Rewrite the listing below as a two-column CSV headed text and points. Give one row for each line asking for coordinates, with the coordinate pairs that follow it in the points column, and put each field in double quotes with any line breaks replaced by spaces.
═══ Extracted entries ═══
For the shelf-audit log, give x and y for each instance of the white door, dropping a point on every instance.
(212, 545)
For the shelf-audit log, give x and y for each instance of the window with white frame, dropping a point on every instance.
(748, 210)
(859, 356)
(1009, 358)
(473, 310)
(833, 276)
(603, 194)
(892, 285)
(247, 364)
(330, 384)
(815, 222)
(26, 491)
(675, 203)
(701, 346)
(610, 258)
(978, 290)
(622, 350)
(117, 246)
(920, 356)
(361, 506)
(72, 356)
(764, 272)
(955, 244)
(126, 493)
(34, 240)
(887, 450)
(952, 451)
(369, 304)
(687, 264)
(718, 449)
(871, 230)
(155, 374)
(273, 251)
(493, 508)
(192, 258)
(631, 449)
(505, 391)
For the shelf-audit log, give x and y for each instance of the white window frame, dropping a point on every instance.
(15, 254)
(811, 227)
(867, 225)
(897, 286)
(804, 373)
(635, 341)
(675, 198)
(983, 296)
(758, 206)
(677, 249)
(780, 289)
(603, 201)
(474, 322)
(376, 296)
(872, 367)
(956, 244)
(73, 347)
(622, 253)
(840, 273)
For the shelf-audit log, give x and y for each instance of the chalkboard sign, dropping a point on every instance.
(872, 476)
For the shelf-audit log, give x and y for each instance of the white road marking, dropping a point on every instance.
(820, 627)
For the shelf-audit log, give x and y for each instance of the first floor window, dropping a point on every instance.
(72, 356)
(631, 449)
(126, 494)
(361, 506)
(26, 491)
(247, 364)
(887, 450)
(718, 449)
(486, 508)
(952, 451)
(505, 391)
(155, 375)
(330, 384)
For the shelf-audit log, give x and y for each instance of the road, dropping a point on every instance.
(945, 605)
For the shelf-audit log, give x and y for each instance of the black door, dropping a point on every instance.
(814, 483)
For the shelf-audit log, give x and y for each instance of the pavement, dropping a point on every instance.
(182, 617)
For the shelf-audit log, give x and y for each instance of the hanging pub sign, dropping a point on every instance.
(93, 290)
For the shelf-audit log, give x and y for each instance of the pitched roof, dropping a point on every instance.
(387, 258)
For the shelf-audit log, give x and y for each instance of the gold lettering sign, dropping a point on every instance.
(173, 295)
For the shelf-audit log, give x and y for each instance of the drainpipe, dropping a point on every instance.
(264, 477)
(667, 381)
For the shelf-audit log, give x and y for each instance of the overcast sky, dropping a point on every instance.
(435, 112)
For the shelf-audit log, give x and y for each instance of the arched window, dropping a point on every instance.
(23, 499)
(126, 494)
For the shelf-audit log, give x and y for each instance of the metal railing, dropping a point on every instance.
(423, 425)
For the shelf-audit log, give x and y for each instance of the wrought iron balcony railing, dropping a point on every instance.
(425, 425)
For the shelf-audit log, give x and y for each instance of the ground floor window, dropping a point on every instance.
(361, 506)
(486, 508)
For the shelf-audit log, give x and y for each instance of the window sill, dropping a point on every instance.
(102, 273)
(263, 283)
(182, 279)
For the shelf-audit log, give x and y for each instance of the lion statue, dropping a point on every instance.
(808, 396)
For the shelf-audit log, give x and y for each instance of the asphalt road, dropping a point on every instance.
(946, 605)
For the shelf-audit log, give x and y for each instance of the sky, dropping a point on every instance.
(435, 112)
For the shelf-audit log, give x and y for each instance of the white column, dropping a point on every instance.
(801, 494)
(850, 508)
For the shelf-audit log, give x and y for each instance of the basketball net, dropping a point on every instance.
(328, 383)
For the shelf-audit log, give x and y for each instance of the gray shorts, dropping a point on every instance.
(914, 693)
═══
## Solution to this task
text,points
"For the shelf-audit log, give x and y for each instance of the white door, dropping a point on every instance.","(212, 545)"
"For the shelf-audit log, give x and y for each instance of the window with white frame, dropping a point on every instance.","(748, 210) (859, 356) (1009, 358) (473, 310) (833, 276) (603, 194) (892, 285) (247, 364) (330, 384) (815, 222) (26, 491) (675, 203) (701, 346) (610, 258) (978, 290) (622, 350) (117, 246) (920, 356) (361, 506) (72, 356) (764, 272) (955, 244) (126, 493) (34, 240) (887, 450) (952, 451) (369, 304) (687, 264) (718, 449) (871, 230) (155, 374) (273, 251) (493, 508) (192, 258) (631, 449) (505, 391)"
"For the shelf-audit log, give x and y for each instance of the white window frame, dropping a point on every instance.","(15, 254) (811, 227) (867, 225) (897, 286) (804, 373) (635, 341) (675, 198) (983, 296) (758, 206) (677, 249) (780, 289) (603, 201) (474, 322) (376, 296) (872, 367) (956, 244) (73, 347) (622, 253) (840, 273)"
"For the shelf-audit log, give x and y for each instance of the chalkboard sign, dropping a point on every instance.","(872, 476)"
"For the shelf-audit log, give x and y for each instance of the white road marking, dropping a point on every instance.","(820, 627)"
"For the shelf-audit log, give x and y for each instance of the first floor window, dropping a point on every instance.","(72, 356) (631, 449) (126, 494) (361, 506) (26, 491) (247, 364) (887, 450) (718, 449) (486, 508) (952, 451) (505, 391) (155, 375) (330, 384)"
"For the shelf-audit log, give x and y for each instance of the road, dropping a point on every instance.","(945, 605)"
"For the shelf-audit log, give x and y for each instance of the black door, dropping a point on every instance.","(814, 483)"
"For the shelf-audit log, give x and y for each instance of the pavement, dropping a point on every instance.","(182, 617)"
"For the shelf-audit log, give x and y for each instance of the hanging pub sign, dropping a point on every instance.","(93, 290)"
"For the shelf-audit log, give x and y for each instance of the pitched roof, dropping a point on every instance.","(387, 258)"
"For the shelf-audit log, give x and y for each instance of the gold lettering sign, dropping a point on every instance.","(173, 295)"
"For the shelf-audit log, give x and y for each instance of the drainpipe, dropping a point on every instance.","(264, 477) (667, 381)"
"For the shelf-audit log, give x and y for each instance of the overcast sky, dropping a point on every instance.","(435, 112)"
"For the shelf-audit log, give x and y for each instance of the arched window, dropping a point on every instance.","(23, 499) (126, 494)"
"For the shelf-audit log, give x and y for each instance of the metal railing, dropping a point on every instance.","(423, 425)"
"For the shelf-audit log, give x and y for each instance of the wrought iron balcony railing, dropping a point on every instance.","(425, 425)"
"For the shelf-audit log, give x and y for each instance of the ground floor window, dropping a point on every instance.","(361, 506) (486, 508)"
"For the shelf-audit log, give x and y for each instance of the window sill, dropping a point on every instance.","(102, 273) (263, 283) (182, 279)"
"For the shelf-audit log, give x and y for each instance of the lion statue, dropping a point on every instance.","(808, 396)"
"For the shelf-audit log, give x and y for each instance of the asphalt road, dropping a point on every instance.","(946, 605)"
"For the shelf-audit log, give x and y for each instance of the sky, dropping a point on every instance.","(435, 112)"
"For the shelf-audit log, give x and y for each instance of the white column, dropping a point on every instance.","(801, 494) (850, 508)"
"For the shelf-audit log, give x and y for each instance of the basketball net, dropping a point on every instance.","(328, 383)"
"For the shelf-audit log, give x and y for each instance of the gray shorts, dropping a point on every instance.","(914, 693)"